Only normalize loops with a known negative constant step to lb=0,
step=1, ub=tripCount with IV denormalization. Loops with positive or
dynamic steps keep the original direct-bounds behavior unchanged.
Made-with: Cursor
---
.../OpenACC/Utils/OpenACCUtilsLoop.cpp | 69 ++++++++++++++-----
.../Dialect/OpenACC/OpenACCUtilsLoopTest.cpp | 40 +++++------
2 files changed, 67 insertions(+), 42 deletions(-)
diff --git a/mlir/lib/Dialect/OpenACC/Utils/OpenACCUtilsLoop.cpp b/mlir/lib/Dialect/OpenACC/Utils/OpenACCUtilsLoop.cpp
index 9325478642040..94fc9b8de39ef 100644
--- a/mlir/lib/Dialect/OpenACC/Utils/OpenACCUtilsLoop.cpp
+++ b/mlir/lib/Dialect/OpenACC/Utils/OpenACCUtilsLoop.cpp
@@ -201,6 +201,16 @@ wrapMultiBlockRegionWithSCFExecuteRegion(Region ®ion, IRMapping &mapping,
return exeRegionOp;
}
+/// Return true if \p v is a constant index with a negative value.
+static bool isNegativeConstantIndex(Value v) {
+ if (auto cst = v.getDefiningOp<arith::ConstantIndexOp>())
+ return cst.value() < 0;
+ if (auto cst = v.getDefiningOp<arith::ConstantOp>())
+ if (auto intAttr = dyn_cast<IntegerAttr>(cst.getValue()))
*****
*Exercise*. Rewrite the patch description starting at "Made-with: Cursor" and ending at "insertions(+), 42 deletions(-)", replacing "insertions" with "additions".
*****
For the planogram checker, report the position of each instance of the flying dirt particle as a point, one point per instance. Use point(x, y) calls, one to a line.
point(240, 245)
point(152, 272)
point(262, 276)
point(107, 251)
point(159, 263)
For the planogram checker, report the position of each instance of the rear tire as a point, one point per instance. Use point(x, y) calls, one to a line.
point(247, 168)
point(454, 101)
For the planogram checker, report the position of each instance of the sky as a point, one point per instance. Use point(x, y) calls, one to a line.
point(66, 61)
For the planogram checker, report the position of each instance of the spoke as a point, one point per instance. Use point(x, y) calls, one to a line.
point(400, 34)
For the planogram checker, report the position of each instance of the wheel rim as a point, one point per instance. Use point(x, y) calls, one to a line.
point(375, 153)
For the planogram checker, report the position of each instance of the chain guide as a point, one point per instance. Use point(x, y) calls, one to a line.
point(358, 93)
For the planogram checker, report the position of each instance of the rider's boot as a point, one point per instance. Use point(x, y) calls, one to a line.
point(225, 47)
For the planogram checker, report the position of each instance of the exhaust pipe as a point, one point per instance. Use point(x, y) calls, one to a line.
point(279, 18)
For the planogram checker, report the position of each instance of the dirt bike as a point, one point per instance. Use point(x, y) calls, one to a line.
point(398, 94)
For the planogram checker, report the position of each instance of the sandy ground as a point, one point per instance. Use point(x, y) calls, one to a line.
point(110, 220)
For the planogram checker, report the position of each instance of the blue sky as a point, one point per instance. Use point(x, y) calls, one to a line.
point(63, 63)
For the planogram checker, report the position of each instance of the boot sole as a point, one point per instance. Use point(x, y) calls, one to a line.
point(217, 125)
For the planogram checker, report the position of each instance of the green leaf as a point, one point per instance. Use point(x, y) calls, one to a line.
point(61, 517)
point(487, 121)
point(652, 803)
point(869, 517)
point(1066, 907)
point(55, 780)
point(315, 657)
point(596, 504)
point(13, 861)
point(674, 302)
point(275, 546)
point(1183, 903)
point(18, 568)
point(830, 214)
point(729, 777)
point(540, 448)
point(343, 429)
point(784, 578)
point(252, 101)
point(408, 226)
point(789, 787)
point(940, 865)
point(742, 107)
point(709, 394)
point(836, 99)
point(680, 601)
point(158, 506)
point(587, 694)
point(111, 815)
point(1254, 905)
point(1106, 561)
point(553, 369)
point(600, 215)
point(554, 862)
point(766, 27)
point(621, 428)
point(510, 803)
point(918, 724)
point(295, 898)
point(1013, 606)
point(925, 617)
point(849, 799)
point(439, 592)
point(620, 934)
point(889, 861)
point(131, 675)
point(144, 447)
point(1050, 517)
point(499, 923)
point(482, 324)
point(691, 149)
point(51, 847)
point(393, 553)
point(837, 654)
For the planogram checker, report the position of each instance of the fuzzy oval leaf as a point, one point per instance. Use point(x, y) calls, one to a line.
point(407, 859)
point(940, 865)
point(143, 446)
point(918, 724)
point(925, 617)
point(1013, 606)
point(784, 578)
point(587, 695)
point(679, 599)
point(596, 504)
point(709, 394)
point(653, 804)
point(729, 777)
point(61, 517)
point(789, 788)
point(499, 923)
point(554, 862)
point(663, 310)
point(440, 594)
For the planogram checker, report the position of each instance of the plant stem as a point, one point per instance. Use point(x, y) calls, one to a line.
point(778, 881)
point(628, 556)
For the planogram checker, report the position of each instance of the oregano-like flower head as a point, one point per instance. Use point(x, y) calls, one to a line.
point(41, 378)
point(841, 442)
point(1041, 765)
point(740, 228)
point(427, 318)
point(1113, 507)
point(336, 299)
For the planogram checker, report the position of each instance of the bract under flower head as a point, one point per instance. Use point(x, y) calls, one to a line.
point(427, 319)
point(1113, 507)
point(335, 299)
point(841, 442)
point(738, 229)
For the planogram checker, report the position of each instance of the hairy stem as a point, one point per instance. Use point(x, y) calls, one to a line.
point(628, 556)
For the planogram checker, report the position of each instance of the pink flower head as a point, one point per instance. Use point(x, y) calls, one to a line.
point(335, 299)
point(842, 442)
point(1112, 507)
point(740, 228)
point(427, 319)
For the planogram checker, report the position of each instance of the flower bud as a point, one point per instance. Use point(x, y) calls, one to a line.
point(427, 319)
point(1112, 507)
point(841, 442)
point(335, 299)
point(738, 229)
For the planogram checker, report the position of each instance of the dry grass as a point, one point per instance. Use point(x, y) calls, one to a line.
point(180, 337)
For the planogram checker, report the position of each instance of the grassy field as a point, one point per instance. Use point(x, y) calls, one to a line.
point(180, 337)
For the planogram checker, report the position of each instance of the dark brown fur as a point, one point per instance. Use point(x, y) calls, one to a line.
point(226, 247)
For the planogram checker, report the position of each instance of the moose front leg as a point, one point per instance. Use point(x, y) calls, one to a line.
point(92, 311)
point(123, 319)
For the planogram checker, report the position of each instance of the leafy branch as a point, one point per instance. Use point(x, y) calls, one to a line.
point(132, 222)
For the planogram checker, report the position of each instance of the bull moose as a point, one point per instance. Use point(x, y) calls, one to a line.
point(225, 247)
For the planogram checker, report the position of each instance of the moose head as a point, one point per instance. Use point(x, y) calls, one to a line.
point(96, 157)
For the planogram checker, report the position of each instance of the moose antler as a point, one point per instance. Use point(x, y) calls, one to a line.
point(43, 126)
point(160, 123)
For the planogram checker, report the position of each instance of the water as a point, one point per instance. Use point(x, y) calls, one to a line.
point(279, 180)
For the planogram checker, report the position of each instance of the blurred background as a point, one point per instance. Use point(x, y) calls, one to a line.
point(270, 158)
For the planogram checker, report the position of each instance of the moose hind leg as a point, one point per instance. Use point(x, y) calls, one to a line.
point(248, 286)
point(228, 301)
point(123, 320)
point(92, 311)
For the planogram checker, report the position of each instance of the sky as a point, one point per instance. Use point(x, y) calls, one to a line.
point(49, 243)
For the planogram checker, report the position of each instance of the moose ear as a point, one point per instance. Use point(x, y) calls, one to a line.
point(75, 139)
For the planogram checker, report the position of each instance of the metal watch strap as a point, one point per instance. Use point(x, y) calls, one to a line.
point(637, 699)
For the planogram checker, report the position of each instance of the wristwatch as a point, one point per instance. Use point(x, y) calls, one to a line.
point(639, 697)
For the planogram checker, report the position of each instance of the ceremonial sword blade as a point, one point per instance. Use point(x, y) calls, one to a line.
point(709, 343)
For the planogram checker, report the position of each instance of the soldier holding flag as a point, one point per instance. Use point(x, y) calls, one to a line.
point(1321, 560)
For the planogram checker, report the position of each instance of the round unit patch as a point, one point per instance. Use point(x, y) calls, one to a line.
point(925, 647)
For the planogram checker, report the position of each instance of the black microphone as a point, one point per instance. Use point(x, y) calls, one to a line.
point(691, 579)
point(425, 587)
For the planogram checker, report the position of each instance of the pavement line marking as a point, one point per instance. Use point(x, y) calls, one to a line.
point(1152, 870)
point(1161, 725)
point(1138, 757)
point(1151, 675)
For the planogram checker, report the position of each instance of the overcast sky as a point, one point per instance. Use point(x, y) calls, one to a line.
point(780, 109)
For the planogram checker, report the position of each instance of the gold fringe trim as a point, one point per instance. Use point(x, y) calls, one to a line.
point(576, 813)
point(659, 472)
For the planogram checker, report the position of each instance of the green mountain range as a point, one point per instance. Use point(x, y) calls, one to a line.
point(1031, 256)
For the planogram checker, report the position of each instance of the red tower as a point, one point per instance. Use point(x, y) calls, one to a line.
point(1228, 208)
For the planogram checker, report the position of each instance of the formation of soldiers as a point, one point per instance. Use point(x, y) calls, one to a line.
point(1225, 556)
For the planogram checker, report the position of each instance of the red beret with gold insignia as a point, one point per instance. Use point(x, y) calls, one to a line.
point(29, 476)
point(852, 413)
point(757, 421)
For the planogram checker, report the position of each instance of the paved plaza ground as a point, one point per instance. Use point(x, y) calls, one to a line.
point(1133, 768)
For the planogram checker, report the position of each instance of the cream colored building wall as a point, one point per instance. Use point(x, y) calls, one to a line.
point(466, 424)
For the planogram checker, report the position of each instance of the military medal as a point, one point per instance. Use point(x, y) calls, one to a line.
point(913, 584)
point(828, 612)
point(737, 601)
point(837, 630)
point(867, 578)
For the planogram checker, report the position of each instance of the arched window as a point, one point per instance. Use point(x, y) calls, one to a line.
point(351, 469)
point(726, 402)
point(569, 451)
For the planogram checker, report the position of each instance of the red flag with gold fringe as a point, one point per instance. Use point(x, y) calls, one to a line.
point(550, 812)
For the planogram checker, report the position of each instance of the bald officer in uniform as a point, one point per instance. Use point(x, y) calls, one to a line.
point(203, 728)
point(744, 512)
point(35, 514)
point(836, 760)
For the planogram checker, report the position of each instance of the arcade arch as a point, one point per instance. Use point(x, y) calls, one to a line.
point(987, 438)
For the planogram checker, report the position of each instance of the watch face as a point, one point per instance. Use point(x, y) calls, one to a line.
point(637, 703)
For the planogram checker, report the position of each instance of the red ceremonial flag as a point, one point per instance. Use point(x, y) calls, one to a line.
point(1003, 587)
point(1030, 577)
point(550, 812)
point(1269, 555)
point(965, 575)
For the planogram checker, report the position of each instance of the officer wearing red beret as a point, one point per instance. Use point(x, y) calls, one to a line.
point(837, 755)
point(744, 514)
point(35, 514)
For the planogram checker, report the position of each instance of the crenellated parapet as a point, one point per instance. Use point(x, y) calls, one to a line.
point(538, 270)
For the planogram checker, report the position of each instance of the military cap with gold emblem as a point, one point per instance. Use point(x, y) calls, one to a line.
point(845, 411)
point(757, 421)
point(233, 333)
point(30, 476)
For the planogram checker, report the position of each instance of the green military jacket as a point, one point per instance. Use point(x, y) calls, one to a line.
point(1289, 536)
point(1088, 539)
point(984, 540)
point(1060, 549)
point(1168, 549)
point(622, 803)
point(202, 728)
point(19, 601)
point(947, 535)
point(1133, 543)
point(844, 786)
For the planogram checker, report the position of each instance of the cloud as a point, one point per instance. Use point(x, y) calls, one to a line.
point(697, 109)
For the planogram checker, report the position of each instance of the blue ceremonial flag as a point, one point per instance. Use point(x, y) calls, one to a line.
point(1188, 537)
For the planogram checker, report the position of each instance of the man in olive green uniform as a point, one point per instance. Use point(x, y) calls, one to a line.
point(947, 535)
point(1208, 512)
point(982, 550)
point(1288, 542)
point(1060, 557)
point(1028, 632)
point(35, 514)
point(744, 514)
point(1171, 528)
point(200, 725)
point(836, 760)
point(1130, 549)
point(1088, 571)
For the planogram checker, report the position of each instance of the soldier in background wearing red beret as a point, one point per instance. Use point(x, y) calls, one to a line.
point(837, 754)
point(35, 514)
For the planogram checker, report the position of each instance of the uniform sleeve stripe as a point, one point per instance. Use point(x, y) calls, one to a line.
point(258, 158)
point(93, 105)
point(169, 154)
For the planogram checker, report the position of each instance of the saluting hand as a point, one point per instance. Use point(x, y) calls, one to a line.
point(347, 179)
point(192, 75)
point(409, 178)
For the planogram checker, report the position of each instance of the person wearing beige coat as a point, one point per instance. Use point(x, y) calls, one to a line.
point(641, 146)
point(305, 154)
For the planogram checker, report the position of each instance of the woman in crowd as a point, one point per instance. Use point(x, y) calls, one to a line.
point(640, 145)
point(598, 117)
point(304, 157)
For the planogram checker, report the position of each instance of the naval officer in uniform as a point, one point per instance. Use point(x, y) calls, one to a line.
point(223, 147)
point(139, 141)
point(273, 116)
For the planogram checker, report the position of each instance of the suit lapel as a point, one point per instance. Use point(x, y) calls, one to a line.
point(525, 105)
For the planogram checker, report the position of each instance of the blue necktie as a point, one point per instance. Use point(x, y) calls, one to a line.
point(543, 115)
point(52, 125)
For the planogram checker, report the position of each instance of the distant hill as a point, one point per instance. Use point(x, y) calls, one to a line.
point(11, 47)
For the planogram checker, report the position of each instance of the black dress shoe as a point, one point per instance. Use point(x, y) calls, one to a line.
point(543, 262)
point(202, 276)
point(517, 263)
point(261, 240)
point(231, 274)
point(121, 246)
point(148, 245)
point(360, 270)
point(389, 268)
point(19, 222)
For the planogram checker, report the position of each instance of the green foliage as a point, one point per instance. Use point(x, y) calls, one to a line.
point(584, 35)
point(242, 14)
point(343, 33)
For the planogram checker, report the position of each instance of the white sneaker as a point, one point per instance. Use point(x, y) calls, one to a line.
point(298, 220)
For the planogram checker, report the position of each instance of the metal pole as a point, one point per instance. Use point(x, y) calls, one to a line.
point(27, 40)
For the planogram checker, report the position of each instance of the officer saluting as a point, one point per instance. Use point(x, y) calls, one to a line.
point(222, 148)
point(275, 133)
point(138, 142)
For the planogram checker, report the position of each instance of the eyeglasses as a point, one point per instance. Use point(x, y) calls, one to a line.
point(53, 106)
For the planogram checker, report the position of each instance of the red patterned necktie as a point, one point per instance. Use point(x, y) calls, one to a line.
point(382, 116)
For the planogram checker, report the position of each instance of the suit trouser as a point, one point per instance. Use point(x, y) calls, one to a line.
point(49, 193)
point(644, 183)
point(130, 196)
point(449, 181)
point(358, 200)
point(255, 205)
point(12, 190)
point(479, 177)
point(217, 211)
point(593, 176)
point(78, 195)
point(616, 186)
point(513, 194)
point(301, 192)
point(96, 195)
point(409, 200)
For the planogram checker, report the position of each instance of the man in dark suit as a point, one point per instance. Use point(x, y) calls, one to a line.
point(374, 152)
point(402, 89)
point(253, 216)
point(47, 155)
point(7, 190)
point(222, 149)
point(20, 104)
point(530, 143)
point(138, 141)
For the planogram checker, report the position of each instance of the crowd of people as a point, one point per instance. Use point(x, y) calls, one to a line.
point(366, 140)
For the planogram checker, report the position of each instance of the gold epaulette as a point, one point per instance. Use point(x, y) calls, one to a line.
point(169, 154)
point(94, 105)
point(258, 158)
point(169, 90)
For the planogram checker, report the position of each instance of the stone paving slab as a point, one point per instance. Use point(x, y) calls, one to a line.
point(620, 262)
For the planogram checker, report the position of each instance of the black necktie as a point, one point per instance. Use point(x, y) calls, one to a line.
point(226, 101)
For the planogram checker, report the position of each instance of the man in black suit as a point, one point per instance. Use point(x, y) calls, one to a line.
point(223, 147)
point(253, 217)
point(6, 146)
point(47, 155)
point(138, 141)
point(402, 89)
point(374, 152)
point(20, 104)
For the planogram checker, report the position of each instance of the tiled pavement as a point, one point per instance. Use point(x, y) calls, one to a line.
*****
*Response below*.
Made-with: Cursor
---
.../OpenACC/Utils/OpenACCUtilsLoop.cpp | 69 ++++++++++++++-----
.../Dialect/OpenACC/OpenACCUtilsLoopTest.cpp | 40 +++++------
2 files changed, 67 additions(+), 42 deletions(-)